SUPPLIED MATERIAL:
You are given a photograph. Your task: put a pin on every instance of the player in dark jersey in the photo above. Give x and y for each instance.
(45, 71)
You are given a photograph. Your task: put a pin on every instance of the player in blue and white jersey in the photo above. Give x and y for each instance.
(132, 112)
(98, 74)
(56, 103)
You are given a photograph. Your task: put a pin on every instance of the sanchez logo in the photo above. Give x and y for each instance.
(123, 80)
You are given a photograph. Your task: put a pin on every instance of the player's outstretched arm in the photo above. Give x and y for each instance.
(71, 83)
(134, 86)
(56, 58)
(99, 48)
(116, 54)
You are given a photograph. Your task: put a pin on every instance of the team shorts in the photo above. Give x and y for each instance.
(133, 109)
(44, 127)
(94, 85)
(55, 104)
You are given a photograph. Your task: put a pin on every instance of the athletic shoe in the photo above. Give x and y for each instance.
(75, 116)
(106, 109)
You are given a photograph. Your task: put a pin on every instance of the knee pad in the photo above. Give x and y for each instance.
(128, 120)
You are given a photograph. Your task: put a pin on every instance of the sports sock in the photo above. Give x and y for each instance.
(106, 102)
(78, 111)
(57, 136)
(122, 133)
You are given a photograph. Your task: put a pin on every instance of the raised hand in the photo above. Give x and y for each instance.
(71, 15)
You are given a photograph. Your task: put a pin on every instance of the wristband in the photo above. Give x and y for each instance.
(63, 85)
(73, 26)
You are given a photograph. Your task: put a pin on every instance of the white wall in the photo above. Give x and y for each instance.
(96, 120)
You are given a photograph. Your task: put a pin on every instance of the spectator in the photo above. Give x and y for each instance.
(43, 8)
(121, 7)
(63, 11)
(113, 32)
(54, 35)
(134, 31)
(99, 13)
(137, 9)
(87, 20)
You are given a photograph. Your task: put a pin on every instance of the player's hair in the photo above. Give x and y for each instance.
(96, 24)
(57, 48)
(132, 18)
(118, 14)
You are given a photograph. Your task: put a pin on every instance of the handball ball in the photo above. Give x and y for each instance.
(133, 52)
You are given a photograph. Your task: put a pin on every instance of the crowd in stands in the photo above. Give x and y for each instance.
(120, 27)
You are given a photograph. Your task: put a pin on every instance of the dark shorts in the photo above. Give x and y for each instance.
---
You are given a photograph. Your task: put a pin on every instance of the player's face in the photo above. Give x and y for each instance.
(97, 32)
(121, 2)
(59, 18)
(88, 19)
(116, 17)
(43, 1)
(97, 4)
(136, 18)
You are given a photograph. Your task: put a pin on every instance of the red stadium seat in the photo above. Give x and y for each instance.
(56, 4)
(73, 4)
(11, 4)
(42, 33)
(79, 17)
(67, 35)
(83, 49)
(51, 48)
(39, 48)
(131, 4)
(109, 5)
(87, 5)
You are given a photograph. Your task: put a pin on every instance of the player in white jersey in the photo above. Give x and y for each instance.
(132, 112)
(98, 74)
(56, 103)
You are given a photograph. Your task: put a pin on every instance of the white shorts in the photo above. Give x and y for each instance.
--
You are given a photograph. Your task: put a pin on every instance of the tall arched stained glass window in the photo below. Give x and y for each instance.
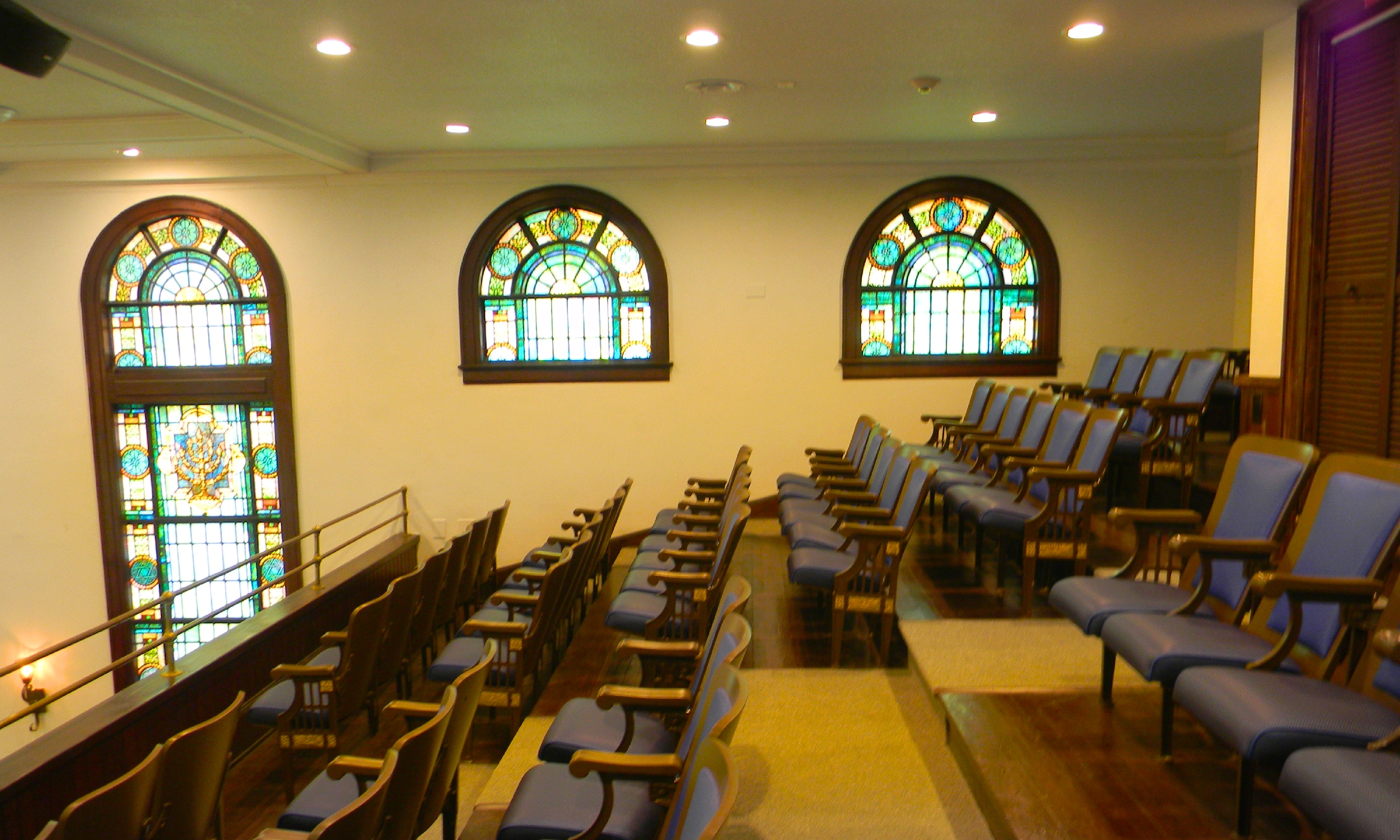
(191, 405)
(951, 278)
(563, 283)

AIM: Display each line in the entries above that contains the string "white". Case counts.

RESPONSE TO THE TASK:
You are given a photograph. Your task: put a pin on every instance of the player in blue and white jersey in the photo above. Give x and y for each instance.
You are given a photograph. Your task: put a pin on every instance of the white wall in the photo above. Give x and y for each instance.
You are given a photograph. Your task: put a pin on every instance of the player in white jersey in the photo above. Give x and y for each instance.
You are given a photograph. Your task: put a pin on every instance of the white shorts in the photo above. Give x and y for each instance.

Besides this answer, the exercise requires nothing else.